• Data extracts:
=-=-=
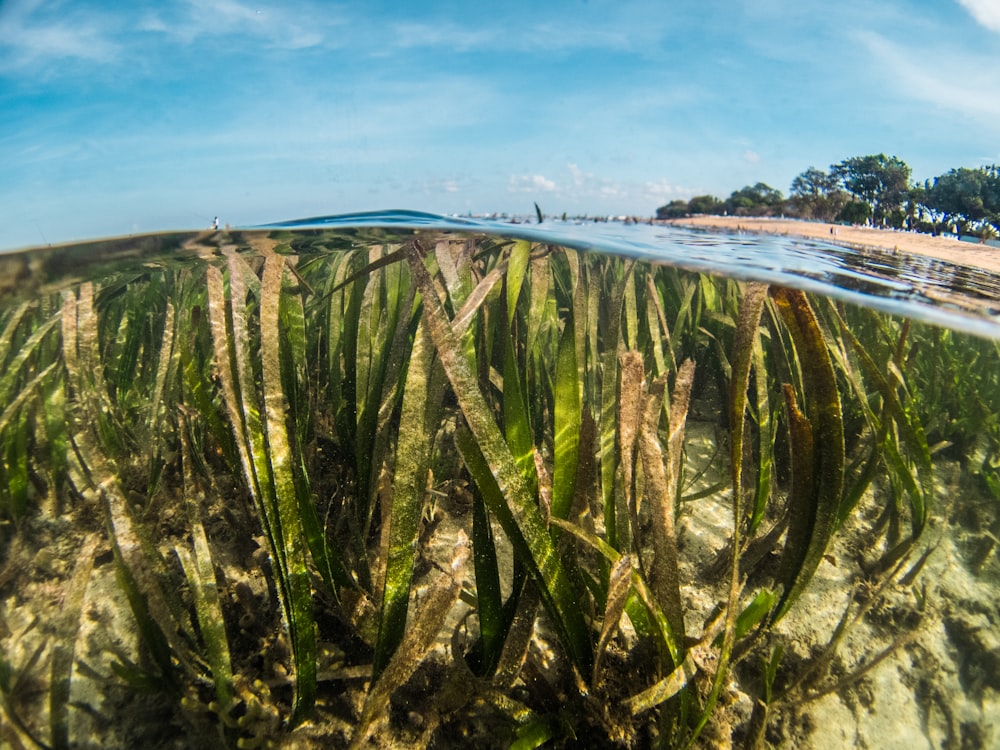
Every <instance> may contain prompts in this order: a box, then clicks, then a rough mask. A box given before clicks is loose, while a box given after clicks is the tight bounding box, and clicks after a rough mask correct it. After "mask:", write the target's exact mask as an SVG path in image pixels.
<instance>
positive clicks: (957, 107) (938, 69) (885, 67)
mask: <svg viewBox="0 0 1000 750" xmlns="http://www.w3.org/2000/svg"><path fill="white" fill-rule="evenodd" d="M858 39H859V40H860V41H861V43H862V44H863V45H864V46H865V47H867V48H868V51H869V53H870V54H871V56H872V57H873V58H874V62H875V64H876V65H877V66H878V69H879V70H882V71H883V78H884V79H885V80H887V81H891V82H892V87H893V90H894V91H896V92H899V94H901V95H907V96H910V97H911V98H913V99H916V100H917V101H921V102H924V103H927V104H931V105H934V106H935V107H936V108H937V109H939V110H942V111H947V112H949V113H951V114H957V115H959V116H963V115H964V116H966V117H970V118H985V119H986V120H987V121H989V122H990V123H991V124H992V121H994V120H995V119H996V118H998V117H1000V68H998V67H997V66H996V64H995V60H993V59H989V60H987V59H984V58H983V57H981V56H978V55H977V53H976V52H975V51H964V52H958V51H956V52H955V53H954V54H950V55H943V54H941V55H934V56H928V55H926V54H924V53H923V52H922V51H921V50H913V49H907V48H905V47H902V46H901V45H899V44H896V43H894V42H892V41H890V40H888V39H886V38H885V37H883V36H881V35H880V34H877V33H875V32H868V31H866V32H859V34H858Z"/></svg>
=-=-=
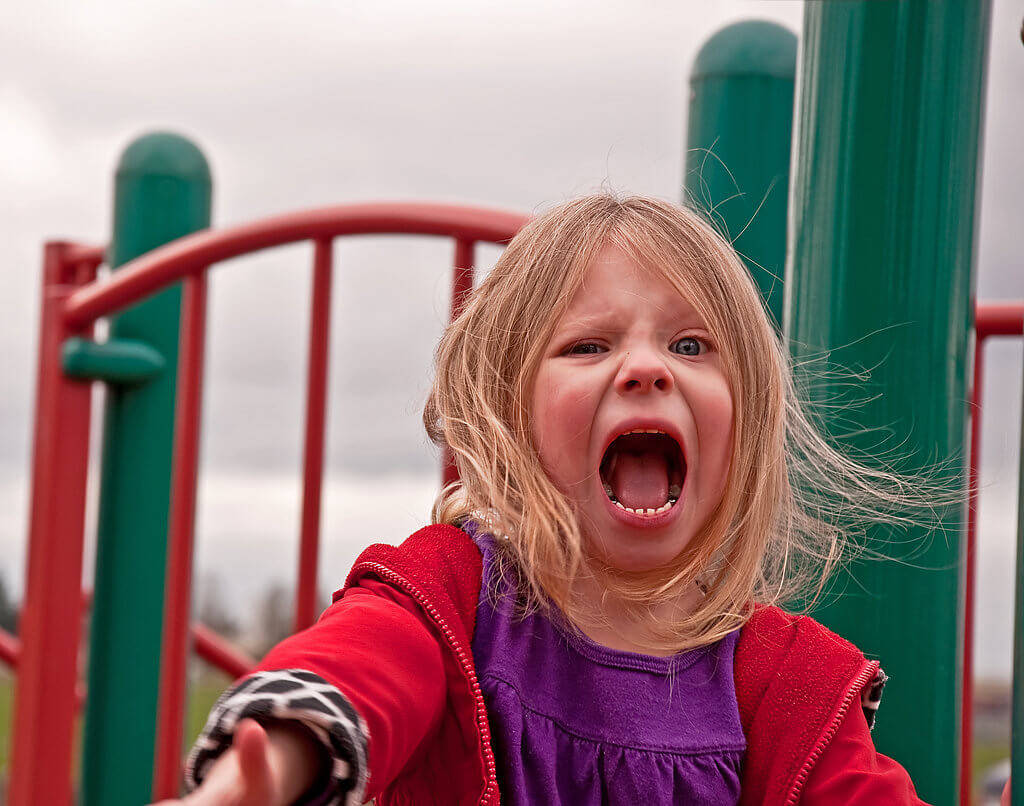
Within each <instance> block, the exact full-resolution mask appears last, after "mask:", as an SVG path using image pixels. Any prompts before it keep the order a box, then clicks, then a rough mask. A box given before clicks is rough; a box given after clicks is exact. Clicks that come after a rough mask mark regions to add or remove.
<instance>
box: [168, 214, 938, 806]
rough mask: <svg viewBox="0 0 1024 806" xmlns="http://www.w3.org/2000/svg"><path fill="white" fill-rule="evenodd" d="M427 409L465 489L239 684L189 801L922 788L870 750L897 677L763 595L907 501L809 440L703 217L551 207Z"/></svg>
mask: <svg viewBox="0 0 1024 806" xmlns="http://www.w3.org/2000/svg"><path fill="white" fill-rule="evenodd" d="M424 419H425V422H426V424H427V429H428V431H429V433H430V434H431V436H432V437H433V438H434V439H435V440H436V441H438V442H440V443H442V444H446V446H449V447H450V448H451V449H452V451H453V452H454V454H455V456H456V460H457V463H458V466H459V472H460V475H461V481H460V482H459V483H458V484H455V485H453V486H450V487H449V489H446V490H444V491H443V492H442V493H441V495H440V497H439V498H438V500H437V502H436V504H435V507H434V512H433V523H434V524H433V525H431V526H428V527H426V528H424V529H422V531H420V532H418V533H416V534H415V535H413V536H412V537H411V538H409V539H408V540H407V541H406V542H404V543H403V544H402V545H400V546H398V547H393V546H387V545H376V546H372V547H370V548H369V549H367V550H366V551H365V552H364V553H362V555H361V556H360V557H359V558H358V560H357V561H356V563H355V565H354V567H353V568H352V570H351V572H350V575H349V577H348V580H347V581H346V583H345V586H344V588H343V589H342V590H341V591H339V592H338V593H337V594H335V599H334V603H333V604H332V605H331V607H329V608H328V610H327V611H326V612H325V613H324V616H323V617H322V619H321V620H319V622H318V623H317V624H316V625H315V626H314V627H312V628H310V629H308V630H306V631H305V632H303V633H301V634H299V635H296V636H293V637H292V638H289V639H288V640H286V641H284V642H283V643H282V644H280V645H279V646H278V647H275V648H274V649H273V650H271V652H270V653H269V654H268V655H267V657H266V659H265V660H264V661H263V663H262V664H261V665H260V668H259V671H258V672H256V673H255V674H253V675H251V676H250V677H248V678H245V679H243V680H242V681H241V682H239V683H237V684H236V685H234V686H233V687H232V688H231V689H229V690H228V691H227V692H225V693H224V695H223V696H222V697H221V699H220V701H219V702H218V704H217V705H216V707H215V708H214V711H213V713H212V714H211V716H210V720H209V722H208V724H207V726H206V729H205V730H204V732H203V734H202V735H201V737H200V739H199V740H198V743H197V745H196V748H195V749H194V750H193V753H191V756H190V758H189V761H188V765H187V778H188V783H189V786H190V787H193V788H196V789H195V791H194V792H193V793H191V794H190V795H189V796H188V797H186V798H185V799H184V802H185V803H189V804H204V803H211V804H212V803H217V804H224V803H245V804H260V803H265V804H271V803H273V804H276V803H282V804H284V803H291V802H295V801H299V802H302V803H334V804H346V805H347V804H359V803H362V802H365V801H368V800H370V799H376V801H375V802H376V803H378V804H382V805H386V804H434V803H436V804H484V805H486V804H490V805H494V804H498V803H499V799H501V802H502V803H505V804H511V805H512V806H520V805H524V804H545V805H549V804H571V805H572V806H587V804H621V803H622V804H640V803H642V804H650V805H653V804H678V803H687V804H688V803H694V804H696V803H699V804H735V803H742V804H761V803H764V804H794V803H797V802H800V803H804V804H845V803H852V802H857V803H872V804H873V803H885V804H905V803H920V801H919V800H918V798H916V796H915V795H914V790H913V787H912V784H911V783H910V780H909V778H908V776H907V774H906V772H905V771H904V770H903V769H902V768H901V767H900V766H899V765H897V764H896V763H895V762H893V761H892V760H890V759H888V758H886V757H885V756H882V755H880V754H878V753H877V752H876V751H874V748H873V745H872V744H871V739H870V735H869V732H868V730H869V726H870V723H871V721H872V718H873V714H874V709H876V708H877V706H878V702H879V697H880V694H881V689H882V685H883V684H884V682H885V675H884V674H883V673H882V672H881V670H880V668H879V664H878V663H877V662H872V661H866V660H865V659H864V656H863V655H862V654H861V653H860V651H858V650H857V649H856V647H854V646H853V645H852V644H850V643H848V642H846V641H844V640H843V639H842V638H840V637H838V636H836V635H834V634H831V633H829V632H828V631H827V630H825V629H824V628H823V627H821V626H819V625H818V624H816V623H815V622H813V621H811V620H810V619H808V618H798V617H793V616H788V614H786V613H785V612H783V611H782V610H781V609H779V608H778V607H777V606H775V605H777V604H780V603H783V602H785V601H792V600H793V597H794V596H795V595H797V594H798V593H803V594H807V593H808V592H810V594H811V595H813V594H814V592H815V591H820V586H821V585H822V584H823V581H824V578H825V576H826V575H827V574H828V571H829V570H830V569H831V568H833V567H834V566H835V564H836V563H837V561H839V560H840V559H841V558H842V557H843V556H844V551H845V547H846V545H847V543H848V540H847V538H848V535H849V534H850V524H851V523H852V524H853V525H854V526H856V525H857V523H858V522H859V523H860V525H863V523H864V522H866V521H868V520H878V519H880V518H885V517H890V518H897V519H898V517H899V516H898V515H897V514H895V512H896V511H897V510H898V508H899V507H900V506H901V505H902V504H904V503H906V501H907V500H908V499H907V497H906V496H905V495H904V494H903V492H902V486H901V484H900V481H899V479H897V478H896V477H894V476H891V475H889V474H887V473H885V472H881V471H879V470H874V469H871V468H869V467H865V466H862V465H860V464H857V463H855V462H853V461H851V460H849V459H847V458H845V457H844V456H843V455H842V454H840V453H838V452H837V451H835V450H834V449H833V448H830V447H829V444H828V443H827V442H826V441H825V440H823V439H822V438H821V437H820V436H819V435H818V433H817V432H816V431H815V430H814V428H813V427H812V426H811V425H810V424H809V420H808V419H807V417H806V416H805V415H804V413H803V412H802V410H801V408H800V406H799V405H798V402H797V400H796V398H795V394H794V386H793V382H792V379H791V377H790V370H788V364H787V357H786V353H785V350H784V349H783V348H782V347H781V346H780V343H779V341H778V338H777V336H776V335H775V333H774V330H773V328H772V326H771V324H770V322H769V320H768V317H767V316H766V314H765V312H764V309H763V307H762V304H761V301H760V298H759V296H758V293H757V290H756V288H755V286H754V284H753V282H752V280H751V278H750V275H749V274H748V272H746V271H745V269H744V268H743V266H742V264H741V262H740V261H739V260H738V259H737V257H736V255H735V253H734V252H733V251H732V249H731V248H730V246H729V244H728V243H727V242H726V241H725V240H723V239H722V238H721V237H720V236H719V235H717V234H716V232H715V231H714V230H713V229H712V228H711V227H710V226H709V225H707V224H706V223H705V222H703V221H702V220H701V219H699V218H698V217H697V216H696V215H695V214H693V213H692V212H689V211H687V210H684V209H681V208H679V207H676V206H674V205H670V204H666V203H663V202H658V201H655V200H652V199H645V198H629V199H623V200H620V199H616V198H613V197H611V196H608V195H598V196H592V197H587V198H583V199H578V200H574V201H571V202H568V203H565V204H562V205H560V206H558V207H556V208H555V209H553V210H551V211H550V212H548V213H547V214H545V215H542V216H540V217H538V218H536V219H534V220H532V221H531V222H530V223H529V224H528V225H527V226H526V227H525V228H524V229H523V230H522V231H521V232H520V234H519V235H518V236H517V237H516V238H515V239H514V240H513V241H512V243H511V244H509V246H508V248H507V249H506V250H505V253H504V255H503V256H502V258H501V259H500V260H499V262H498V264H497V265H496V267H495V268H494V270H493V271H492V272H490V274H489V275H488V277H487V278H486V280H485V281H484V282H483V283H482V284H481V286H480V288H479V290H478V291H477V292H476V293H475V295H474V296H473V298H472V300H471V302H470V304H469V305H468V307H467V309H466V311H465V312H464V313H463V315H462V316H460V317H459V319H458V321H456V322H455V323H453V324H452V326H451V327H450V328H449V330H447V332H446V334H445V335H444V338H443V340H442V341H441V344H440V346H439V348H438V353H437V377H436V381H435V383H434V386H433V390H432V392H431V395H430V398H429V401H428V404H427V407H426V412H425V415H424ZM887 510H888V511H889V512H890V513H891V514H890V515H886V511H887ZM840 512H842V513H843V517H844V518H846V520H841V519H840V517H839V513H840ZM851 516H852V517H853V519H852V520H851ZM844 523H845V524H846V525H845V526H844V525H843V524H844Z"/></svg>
=-=-=
• To do:
Reproduce exactly the entries above, limited to the lines from the one with "Within each <instance>" through the one with "box: [168, 214, 938, 806]", both included.

• Expected answer:
Within each <instance> block, the exact full-resolution mask appears last, after "mask:", as an SVG path using image pixels. Any prompts before it keep the order a box, then clicks, then a rough mask. A box given before clicks is rough; a box given after clicks is exact. Clicks that come after a rough mask mark regions to add or remove.
<instance>
box: [168, 214, 938, 806]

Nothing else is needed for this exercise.